§ AIM: Print, please, the line that contains "Could you point at the hair" and each line after it to the end of the entries, unchanged and with nothing else.

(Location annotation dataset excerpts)
════
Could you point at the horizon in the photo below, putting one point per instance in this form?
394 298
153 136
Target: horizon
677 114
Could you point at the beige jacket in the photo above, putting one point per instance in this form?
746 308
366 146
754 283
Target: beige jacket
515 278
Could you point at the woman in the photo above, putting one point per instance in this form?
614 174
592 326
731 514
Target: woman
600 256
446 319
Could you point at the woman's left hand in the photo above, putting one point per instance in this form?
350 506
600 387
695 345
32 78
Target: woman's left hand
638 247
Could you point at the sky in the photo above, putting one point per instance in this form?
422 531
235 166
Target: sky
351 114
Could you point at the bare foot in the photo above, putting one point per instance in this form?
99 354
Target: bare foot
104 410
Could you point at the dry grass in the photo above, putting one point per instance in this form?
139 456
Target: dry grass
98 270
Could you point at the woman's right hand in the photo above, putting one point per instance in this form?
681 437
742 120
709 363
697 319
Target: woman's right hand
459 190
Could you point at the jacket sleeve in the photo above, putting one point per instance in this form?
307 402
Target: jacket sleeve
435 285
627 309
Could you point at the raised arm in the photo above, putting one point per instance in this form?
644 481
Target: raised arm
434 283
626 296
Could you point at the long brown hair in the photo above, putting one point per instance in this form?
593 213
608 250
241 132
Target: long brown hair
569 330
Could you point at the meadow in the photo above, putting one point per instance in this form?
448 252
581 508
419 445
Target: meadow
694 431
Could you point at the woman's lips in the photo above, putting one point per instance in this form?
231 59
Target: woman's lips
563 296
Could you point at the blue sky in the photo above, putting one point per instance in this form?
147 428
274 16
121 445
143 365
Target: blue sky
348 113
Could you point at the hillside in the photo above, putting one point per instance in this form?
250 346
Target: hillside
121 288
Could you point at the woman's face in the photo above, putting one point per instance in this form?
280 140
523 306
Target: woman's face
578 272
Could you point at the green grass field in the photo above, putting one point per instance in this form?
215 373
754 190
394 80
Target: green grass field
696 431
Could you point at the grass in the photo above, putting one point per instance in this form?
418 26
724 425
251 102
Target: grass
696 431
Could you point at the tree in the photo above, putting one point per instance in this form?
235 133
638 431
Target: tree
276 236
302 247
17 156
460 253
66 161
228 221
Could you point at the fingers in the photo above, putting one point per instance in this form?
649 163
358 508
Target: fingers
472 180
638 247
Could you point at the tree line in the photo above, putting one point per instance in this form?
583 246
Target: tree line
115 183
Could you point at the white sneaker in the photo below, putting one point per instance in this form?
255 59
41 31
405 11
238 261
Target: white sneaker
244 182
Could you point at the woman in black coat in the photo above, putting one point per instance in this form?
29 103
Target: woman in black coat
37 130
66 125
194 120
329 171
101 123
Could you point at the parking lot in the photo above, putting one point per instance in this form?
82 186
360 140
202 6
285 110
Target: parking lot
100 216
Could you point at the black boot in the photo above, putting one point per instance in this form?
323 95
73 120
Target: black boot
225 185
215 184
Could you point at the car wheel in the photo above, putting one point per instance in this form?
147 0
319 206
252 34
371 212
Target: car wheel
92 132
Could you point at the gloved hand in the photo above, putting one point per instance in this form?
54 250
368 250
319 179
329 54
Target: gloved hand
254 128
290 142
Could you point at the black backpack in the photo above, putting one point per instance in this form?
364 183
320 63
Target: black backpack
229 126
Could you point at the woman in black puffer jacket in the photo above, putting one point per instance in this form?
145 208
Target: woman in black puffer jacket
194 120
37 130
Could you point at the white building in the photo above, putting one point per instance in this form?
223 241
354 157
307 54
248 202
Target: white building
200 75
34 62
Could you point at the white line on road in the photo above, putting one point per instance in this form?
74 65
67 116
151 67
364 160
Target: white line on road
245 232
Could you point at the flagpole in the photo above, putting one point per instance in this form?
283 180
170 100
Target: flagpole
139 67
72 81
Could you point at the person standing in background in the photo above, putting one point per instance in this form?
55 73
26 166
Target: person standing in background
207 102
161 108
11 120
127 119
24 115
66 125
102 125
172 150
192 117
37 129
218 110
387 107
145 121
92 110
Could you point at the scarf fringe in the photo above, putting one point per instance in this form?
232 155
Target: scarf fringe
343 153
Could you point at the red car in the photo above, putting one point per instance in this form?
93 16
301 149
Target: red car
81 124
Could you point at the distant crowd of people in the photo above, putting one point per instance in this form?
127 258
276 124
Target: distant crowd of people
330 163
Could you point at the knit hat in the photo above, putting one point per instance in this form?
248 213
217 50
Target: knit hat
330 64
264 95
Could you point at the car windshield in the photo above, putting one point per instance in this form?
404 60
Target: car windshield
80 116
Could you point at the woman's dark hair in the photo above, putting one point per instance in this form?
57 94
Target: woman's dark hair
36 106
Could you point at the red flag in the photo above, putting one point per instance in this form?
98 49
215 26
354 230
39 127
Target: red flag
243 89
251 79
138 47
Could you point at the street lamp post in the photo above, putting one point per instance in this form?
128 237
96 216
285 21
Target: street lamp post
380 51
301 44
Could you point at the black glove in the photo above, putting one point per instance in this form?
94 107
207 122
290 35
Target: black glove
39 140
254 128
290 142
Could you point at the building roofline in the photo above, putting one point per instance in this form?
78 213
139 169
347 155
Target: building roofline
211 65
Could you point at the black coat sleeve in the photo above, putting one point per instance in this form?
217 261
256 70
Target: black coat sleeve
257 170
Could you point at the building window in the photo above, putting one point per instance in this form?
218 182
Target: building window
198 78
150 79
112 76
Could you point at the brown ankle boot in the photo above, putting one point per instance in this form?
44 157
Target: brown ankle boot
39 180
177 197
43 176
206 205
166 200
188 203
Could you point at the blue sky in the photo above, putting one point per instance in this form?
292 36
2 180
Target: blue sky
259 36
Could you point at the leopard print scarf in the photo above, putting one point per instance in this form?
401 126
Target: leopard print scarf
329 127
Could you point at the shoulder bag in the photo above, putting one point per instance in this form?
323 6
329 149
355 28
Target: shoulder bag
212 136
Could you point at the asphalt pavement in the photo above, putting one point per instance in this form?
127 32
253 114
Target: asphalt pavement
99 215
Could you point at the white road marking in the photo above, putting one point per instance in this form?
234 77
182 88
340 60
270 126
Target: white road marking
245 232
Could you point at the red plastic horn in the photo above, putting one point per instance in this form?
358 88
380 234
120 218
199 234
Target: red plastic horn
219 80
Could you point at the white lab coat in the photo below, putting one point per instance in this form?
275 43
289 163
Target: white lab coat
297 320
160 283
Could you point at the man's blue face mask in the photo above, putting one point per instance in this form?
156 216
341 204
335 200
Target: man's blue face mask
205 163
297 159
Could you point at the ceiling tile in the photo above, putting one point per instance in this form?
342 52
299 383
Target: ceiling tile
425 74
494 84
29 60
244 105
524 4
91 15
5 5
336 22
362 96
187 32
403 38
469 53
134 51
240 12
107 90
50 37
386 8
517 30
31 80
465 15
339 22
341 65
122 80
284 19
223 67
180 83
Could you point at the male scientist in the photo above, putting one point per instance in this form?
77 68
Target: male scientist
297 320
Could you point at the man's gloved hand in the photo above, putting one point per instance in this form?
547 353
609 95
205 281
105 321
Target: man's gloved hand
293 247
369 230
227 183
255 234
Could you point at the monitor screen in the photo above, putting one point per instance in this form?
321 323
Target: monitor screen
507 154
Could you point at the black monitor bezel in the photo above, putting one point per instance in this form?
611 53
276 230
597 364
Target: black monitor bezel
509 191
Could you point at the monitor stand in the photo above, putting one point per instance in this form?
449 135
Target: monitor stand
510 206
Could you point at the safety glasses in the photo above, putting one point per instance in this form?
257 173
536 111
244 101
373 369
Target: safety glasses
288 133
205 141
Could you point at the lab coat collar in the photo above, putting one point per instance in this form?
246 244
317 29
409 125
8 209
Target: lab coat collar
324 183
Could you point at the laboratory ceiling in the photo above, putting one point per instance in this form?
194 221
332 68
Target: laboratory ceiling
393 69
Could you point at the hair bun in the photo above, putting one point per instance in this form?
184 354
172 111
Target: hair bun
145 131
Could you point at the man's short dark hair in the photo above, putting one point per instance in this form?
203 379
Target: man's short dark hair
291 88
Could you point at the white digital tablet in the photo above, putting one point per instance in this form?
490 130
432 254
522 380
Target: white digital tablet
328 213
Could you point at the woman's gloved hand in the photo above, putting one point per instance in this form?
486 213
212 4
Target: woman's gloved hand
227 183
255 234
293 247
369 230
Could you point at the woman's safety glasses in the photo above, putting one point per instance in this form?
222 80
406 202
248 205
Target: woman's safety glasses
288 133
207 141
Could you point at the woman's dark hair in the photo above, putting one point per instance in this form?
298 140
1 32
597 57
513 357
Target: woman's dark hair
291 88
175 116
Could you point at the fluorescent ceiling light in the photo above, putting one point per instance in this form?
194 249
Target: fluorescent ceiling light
════
§ RESPONSE TO THIS EXERCISE:
Could you point at the hair bun in the photo above, putting one point per instance in this form?
184 354
172 111
Target: hair bun
145 131
Could you point at the man's short dark hair in the photo above, putting one point per instance in this form?
203 379
Target: man's short dark hair
291 88
Could you point at the white digital tablet in the photo above, putting one point per instance in this form?
490 130
432 254
522 380
Target: white digital tablet
328 213
Could you point at the woman's gloved hand in the photo above, putting one point per instance in this form?
486 213
212 4
Target: woman's gloved hand
227 183
255 234
293 247
369 230
Could you point at the woman's safety glasses in the photo above, putting one point per instance in this form?
222 80
406 202
248 205
Target: woman's safety glasses
288 133
207 141
Could you point at the woman's dark hair in the photo above, putting one point per instance in this form?
298 140
1 32
597 57
513 357
Target: woman's dark hair
291 88
175 116
Could you point at the fluorescent ceiling light in the photo above, putting one point per instance in this form?
194 249
Target: fluorescent ceiling light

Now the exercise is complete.